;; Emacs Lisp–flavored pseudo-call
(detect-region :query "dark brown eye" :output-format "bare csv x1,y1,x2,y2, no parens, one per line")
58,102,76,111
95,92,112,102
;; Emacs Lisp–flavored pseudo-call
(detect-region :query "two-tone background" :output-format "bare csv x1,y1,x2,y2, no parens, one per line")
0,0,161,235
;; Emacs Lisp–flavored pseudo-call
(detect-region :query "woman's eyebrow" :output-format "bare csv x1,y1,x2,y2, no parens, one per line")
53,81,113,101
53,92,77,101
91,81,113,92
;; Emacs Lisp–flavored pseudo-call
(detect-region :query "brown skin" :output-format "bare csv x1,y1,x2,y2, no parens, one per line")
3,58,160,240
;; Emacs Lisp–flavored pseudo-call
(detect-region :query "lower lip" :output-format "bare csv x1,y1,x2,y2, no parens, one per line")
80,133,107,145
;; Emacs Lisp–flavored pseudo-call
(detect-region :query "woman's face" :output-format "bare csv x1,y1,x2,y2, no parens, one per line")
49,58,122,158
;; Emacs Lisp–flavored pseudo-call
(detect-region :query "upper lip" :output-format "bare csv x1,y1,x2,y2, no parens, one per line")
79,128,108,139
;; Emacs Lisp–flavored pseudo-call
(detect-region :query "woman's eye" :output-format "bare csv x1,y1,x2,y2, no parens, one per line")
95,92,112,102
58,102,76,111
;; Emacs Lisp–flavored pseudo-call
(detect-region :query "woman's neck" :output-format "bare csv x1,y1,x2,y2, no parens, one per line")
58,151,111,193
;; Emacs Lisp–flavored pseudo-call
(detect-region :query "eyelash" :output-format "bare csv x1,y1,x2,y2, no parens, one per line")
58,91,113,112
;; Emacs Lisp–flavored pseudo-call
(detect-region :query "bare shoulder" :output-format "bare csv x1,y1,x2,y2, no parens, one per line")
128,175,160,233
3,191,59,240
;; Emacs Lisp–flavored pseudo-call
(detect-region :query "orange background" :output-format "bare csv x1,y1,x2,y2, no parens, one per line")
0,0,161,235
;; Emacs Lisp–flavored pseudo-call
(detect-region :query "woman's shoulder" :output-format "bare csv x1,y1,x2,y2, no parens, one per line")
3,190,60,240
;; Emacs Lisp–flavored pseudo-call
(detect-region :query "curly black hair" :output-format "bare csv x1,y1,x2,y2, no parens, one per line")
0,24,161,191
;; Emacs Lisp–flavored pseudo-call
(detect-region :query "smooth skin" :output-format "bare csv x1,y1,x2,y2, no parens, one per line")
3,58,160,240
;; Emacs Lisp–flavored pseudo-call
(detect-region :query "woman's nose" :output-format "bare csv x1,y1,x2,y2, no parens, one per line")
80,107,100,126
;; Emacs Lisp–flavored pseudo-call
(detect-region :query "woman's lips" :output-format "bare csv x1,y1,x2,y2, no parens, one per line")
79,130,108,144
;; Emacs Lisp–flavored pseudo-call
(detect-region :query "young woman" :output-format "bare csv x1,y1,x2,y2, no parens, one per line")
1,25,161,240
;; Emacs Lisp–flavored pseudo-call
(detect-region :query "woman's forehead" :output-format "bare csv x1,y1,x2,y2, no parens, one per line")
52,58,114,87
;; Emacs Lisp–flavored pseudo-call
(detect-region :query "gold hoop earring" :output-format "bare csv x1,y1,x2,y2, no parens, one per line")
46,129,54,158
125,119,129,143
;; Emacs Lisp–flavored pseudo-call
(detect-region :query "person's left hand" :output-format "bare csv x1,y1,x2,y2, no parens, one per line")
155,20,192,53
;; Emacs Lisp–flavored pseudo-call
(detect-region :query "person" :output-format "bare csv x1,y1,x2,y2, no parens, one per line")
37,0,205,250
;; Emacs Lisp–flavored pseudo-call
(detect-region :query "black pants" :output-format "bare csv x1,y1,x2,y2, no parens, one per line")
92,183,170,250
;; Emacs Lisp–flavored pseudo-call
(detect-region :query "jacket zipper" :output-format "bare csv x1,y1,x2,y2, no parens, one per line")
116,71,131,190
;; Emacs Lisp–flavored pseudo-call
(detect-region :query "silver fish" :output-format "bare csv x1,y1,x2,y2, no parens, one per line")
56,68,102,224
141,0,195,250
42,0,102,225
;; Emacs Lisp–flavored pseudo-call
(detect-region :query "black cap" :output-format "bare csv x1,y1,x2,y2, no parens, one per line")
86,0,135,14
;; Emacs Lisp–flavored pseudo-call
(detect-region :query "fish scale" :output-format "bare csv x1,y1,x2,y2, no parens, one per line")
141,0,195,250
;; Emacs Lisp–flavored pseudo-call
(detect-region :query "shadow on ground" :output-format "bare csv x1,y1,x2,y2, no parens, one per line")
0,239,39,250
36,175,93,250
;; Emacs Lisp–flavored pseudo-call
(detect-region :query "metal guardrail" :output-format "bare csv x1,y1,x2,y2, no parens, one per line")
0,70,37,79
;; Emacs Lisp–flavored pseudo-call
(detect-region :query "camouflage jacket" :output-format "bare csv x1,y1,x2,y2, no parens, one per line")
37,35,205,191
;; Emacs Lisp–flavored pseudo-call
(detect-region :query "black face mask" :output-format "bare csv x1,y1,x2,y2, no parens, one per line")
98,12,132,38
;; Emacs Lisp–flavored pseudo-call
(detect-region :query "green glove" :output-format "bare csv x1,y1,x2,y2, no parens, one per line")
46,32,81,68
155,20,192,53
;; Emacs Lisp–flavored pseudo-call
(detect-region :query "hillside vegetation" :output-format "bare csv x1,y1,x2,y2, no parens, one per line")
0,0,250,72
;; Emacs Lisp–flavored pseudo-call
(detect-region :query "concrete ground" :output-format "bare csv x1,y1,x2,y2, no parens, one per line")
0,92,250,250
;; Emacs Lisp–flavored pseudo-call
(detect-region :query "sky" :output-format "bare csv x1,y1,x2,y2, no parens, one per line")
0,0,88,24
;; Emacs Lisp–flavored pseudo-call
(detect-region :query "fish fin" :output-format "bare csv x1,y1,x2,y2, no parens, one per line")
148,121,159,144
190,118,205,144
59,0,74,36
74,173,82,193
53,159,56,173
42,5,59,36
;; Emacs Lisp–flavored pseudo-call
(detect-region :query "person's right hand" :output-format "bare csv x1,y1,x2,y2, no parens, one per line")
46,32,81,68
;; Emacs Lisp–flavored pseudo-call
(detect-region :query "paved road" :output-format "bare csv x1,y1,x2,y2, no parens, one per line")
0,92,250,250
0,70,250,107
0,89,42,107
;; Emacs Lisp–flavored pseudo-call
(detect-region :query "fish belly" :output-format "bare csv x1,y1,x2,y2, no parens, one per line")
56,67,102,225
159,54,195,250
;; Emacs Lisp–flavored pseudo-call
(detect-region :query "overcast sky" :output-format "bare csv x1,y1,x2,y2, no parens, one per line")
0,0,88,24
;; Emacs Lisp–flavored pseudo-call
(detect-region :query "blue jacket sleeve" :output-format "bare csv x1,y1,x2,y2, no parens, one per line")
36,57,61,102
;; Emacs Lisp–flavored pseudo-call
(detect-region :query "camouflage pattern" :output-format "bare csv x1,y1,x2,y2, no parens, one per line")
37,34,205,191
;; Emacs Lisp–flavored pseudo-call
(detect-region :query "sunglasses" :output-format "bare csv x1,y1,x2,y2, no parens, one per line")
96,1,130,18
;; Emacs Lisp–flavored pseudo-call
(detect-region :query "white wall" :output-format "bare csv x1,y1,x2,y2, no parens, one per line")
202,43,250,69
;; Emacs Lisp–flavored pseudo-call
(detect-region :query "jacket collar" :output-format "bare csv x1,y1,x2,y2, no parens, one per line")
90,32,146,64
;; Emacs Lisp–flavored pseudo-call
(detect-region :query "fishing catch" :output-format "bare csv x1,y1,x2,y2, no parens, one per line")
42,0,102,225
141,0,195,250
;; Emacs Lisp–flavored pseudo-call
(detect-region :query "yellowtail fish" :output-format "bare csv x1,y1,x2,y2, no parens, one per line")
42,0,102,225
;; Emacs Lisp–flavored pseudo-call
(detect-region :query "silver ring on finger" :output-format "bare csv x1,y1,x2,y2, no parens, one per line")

━━━━━━━━━━━━━━━━━━━━━━━━━━━━━━

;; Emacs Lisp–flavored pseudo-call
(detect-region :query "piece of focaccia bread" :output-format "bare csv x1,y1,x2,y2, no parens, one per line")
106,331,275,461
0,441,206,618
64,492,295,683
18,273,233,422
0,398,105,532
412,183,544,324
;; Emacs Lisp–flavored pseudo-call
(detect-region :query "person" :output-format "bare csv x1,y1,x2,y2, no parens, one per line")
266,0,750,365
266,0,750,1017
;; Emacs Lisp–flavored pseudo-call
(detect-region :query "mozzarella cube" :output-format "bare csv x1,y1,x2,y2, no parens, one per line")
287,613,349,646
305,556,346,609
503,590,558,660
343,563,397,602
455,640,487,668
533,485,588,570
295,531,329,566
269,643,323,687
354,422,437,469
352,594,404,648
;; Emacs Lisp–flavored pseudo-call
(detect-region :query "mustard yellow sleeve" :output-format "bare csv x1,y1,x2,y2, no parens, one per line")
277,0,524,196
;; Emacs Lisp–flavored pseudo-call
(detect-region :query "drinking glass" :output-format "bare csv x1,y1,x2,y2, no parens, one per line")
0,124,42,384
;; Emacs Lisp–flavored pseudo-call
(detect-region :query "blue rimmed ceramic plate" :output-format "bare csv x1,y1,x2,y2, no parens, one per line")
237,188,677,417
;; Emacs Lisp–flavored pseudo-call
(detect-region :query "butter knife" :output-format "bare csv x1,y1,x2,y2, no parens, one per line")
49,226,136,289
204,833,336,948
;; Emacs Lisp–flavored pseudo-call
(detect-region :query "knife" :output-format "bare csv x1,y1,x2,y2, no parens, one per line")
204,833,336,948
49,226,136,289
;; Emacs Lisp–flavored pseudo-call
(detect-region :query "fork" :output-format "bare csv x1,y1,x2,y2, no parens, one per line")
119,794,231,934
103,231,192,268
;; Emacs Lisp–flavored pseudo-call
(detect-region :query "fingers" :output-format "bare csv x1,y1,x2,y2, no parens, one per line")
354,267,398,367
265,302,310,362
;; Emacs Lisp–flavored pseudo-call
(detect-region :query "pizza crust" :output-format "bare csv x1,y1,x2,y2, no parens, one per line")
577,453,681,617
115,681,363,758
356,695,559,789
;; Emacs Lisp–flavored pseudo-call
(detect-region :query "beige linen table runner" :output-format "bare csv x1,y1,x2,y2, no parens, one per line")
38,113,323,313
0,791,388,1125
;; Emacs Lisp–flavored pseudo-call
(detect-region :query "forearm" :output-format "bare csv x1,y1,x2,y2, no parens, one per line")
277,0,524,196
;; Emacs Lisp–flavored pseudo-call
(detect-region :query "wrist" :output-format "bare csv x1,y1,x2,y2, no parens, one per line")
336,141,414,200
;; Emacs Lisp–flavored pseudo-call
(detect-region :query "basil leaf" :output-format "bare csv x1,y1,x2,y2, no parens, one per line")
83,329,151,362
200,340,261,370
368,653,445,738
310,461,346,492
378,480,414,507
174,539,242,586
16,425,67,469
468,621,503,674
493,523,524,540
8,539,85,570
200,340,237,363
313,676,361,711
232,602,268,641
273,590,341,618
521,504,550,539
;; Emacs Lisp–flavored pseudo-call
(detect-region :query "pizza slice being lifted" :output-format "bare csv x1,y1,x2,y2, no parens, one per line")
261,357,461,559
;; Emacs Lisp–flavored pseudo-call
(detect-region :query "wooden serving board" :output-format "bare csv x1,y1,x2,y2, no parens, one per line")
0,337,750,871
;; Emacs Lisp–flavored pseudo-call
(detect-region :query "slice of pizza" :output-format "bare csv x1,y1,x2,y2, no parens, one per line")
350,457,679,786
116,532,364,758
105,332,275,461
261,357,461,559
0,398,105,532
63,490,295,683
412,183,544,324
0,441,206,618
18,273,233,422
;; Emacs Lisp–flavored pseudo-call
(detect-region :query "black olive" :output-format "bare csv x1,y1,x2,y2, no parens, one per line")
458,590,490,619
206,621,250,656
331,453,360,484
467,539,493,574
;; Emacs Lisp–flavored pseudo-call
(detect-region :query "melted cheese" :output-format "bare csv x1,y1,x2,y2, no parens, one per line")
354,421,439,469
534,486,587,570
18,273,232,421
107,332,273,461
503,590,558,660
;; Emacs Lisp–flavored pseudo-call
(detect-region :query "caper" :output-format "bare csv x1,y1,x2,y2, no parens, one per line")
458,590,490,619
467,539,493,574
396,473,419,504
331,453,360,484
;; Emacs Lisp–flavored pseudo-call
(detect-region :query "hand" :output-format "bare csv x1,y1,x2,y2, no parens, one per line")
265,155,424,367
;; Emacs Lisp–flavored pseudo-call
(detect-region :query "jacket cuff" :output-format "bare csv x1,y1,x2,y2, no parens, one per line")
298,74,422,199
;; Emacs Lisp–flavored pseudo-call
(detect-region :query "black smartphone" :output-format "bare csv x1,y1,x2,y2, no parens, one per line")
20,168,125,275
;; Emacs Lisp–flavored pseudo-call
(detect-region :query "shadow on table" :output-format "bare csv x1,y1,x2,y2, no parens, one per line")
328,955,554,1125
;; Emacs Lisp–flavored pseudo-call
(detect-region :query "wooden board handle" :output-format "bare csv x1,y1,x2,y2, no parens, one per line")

━━━━━━━━━━━━━━━━━━━━━━━━━━━━━━

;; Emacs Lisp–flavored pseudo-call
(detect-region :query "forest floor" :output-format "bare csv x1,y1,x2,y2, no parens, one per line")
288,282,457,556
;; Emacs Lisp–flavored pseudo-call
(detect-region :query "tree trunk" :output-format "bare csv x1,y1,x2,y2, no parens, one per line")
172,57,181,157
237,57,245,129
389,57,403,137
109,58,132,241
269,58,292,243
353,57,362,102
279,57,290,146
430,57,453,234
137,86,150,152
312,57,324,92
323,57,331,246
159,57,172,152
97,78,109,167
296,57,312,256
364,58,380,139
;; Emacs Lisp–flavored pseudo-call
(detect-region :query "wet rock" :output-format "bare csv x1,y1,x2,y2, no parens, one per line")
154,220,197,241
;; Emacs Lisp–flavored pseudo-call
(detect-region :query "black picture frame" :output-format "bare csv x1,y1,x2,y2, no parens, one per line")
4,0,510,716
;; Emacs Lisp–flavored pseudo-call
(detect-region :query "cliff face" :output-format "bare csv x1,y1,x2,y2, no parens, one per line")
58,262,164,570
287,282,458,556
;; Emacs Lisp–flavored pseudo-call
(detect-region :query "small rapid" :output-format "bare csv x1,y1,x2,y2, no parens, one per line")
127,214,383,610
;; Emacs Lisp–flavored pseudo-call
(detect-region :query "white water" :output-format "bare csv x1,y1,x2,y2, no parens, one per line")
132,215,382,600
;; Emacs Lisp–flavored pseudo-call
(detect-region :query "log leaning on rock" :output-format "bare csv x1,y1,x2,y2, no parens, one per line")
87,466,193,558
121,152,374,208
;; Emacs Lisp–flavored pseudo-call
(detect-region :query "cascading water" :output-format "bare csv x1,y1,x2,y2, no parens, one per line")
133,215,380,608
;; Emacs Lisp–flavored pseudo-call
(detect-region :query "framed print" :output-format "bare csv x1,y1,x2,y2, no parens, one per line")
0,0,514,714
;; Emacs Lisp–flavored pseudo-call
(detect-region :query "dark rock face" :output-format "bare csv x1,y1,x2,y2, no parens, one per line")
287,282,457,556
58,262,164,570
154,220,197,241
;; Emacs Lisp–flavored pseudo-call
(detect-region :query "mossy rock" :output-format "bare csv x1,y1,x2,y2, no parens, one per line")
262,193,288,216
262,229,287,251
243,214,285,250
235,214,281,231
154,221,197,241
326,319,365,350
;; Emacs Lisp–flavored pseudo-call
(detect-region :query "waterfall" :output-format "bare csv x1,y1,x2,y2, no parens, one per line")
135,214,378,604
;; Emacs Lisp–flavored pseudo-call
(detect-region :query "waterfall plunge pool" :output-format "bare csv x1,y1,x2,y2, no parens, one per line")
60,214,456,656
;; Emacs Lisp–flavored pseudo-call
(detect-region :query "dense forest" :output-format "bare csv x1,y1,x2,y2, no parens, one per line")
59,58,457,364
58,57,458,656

━━━━━━━━━━━━━━━━━━━━━━━━━━━━━━

__Exercise requirements__. Show every line of the records that contains the string "jacket".

__Exercise output__.
(detect-region :query "jacket zipper" :output-format "bare csv x1,y1,x2,y2, no parens, one per line")
(detect-region :query "camouflage jacket" :output-format "bare csv x1,y1,x2,y2, no parens, one per line")
(detect-region :query "blue jacket sleeve" :output-format "bare csv x1,y1,x2,y2, no parens, one per line")
(detect-region :query "jacket collar" :output-format "bare csv x1,y1,x2,y2, no parens, one per line")
(detect-region :query "jacket cuff" :output-format "bare csv x1,y1,x2,y2, no parens, one per line")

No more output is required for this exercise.